[Location identification listing]
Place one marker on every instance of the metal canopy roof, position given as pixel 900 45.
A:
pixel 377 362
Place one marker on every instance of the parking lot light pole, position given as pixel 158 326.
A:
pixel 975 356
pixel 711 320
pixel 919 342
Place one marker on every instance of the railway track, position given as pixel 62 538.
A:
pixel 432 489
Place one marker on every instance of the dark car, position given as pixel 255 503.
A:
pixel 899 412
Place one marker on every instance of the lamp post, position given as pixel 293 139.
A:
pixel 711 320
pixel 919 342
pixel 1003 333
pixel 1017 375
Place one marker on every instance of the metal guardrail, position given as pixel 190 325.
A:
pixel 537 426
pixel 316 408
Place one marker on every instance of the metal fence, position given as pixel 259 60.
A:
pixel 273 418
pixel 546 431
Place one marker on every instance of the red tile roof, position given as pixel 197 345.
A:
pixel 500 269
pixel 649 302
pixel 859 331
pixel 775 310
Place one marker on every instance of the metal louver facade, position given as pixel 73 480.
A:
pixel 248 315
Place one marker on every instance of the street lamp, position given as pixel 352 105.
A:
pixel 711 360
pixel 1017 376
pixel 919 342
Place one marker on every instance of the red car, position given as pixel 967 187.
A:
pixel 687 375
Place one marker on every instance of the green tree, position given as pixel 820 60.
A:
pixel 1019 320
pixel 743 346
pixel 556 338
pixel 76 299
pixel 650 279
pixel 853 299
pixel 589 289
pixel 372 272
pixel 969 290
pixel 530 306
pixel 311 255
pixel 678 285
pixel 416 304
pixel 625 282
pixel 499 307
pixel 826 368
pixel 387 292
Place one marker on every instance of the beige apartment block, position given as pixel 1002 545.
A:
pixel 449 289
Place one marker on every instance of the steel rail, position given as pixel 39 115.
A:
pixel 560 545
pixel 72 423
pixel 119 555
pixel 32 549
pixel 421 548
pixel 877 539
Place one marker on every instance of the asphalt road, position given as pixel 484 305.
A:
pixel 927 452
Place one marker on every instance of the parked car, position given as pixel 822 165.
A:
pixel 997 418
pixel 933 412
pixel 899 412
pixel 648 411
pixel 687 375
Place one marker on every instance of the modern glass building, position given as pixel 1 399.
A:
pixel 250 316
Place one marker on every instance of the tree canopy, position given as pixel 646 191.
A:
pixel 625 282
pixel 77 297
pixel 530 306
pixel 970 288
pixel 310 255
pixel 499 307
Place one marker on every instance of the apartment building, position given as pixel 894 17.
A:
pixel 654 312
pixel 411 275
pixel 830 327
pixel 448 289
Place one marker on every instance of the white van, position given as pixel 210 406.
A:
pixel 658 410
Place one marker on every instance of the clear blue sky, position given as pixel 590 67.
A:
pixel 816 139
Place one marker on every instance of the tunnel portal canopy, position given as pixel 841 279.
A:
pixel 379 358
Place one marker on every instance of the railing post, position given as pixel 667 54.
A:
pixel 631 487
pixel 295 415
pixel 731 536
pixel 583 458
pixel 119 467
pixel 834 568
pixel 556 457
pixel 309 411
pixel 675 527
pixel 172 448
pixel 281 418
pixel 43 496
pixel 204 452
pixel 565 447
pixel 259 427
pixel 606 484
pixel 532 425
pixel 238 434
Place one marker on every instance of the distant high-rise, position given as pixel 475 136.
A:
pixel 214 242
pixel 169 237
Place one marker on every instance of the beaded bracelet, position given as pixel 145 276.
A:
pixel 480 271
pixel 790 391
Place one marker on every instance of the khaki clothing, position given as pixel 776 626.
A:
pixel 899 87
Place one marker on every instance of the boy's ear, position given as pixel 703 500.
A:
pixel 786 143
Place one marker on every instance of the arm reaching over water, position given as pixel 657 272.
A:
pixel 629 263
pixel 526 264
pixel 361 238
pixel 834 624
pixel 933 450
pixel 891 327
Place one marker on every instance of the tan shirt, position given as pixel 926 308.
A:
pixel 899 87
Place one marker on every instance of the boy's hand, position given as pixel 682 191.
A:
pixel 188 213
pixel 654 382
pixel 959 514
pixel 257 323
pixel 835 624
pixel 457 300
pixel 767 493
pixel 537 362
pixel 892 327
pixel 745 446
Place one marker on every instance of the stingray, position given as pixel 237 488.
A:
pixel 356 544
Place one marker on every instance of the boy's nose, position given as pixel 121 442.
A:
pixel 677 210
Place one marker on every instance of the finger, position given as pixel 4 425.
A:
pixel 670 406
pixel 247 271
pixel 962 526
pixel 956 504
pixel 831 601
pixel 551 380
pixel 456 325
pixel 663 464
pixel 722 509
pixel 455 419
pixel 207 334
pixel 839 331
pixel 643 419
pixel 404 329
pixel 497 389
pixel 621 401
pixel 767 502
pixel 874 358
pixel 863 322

> **The request**:
Print the lines of the listing exactly, beginning at the line that contains "Place one marker on every instance of the railway" and stopping after the line that contains "pixel 546 431".

> **In response**:
Place one marker on every instance of the railway track, position given as pixel 62 538.
A:
pixel 432 489
Place one marker on every instance of the dark car, position given as pixel 255 503.
A:
pixel 899 412
Place one marker on every instance of the lamp post, position given as pixel 293 139.
A:
pixel 711 320
pixel 919 342
pixel 1003 333
pixel 1017 375
Place one marker on every instance of the metal guardrail, position given as pixel 190 325.
A:
pixel 537 426
pixel 316 408
Place one marker on every instance of the metal fence, position given as pixel 259 60.
A:
pixel 273 418
pixel 546 431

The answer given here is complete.